§ **What you will do**
• 1. In the boat review below, list the qualities the owner says he wanted in a semi-displacement boat.
• 2. Say whether each statement agrees with the boat review below, and answer yes or no, quoting the words from the review that decide it. (a) The Enigma was the first Pama of its kind sent to the US. (b) The run from Sydney to Port Stephens took six hours. (c) The boat was built in Italy.

§ **Extract provided**
○ ○ ○ ○ ○

For me, first impressions count and my first impression was WOW! It turned out that this 64-footer was 'wow' all over.

Mystery of the Sea - Three months cruising the eastern seaboard... that's a boat test drive!

If you're considering upgrading your boat to a bigger vessel and are in the market for a serious powerboat, then take a look at this stunning new pilothouse motoryacht from Pama Motor Yachts Australia. The Enigma is the first Pama of its kind in Australia (16 have already gone to the US). Our comprehensive test was carried out during 10 weeks of cruising the eastern seaboard and Whitsundays at the end of 2006.

For me, first impressions count and my first impression was WOW! It turned out that this 64-footer was 'wow' all over. Luxurious saloon, fabulous pilothouse, exotic main stateroom (with king-size bed) and standing-headroom in the engine room and lazarette. What can I say? Wow!

Heading North
With everything ship shape for the long passage north, we left Sydney in August and powered through The Heads on a glassy sea. The twin Yanmar 720s purred at 1900rpm as the Enigma cruised quietly along at 15 knots. We made Port Stephens in an easy six hours.

Owner Greg Solomon from Sydney's Royal Motor Yacht Club at Point Piper has owned many boats and before deciding on the Pama 64 considered many other vessels ranging from 55 to 65ft. "What attracted me to this vessel was just how much boat I was getting for my money," Greg says. "I was originally looking at a 55-footer. I also looked at the European 65s, but in the end I wanted a semi-displacement boat that would give me performance, style, space and handling. I got the lot with this boat. And in survey, to boot. Enigma is a beautiful boat and I am thrilled to bits with her."

The Pama's stylish lines come from the drawing boards of Italian/American naval architect Opolonio. She was built at Dai Peng, in China and Greg personally oversaw the project ensuring everything lived up to his expectations.
After arriving at the D'Albora Marina in Nelson Bay, the guests and crew relaxed on the big aft deck lounge and watched the sun set over Port Stephens.

○ ○ ○ ○ ○

Rows from a dataset:
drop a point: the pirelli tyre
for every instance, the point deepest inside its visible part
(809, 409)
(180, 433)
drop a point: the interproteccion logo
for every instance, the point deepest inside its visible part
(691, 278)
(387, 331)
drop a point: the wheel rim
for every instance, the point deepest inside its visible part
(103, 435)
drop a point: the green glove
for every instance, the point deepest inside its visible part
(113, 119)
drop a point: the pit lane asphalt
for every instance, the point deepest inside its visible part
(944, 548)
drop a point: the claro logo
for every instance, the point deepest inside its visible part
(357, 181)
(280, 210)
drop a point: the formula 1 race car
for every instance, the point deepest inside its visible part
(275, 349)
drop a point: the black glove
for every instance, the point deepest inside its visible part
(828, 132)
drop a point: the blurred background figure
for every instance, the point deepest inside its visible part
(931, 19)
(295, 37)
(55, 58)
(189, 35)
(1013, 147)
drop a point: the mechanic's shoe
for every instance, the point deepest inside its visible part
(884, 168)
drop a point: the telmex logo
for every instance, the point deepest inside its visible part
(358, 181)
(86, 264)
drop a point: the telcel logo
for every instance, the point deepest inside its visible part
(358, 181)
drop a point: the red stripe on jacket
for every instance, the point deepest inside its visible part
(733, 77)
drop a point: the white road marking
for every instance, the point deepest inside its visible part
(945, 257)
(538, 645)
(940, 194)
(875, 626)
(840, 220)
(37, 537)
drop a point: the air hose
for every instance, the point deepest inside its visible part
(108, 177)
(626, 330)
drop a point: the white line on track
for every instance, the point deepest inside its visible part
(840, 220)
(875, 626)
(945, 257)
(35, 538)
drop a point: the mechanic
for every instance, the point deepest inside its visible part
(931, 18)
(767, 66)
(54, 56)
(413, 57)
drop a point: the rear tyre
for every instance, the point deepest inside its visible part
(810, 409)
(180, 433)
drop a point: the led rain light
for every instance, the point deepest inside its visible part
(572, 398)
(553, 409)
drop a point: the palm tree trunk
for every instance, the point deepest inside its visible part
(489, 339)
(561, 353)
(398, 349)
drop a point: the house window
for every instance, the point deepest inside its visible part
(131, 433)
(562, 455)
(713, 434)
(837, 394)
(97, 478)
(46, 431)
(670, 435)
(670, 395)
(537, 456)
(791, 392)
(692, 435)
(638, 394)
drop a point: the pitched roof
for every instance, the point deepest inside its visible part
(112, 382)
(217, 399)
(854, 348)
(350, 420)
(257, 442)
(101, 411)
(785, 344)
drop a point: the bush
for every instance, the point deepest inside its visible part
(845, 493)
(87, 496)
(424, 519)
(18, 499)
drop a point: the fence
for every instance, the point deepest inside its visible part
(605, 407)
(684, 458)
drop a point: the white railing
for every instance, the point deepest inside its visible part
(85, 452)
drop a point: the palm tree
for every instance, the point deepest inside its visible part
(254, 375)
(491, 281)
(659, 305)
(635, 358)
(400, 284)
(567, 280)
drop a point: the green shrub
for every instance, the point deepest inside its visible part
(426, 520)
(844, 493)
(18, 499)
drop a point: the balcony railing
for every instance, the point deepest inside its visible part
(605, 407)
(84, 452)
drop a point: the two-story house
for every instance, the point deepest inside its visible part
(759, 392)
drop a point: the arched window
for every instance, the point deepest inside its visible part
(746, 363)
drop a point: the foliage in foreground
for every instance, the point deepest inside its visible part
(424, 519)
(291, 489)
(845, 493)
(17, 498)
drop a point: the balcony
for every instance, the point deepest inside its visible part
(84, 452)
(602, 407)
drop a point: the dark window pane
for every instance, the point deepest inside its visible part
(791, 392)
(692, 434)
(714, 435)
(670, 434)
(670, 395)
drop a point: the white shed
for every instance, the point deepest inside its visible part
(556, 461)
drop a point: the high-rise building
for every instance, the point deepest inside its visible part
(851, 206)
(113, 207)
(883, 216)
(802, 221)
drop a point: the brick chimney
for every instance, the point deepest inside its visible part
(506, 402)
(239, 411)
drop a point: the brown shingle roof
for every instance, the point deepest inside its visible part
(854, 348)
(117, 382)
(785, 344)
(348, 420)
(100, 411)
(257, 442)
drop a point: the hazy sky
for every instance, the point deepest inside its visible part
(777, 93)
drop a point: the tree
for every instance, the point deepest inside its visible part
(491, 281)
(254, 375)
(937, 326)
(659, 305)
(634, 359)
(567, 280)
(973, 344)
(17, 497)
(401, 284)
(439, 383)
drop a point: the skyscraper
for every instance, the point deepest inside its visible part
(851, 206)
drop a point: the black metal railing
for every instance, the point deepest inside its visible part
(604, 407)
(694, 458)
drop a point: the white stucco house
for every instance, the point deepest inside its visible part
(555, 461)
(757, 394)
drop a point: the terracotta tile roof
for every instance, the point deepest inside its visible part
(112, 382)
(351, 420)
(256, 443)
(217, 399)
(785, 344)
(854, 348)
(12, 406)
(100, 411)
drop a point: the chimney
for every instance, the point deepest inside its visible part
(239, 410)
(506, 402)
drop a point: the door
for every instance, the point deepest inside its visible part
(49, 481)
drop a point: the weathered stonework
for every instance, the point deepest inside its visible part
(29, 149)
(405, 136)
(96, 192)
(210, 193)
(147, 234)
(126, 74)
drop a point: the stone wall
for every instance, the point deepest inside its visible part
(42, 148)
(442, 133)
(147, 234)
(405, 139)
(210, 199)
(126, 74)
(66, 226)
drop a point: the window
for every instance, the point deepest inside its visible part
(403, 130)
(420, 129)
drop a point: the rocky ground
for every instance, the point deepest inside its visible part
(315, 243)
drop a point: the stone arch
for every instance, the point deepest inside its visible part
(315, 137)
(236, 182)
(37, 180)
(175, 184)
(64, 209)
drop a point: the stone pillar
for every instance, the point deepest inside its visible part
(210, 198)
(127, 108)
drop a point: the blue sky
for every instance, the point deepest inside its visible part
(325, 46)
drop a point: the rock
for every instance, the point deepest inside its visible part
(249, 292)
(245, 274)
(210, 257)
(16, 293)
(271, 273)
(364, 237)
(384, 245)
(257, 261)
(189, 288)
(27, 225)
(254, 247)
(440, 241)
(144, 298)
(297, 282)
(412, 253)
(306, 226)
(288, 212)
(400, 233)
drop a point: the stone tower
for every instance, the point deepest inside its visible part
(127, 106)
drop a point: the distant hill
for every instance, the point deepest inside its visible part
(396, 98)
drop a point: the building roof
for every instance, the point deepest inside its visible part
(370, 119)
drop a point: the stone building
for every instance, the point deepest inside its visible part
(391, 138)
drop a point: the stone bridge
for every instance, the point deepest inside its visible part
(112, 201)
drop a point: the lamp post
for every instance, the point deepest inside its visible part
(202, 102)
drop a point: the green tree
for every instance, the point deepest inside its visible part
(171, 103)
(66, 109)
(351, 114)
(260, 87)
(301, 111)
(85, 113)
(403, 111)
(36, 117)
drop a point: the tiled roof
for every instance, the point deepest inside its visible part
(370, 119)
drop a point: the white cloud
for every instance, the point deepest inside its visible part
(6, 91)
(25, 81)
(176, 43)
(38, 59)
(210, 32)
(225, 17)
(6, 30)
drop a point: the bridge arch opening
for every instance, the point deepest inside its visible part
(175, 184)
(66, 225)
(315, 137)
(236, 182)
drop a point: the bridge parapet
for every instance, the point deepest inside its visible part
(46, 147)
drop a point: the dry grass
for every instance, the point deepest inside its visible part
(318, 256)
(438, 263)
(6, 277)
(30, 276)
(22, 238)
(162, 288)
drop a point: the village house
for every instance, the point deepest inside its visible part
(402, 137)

○ ○ ○ ○ ○

§ **The responses**
• 1. Performance, style, space and handling.

• 2.
(a) No: "The Enigma is the first Pama of its kind in Australia (16 have already gone to the US)."
(b) Yes: "We made Port Stephens in an easy six hours."
(c) No: "She was built at Dai Peng, in China"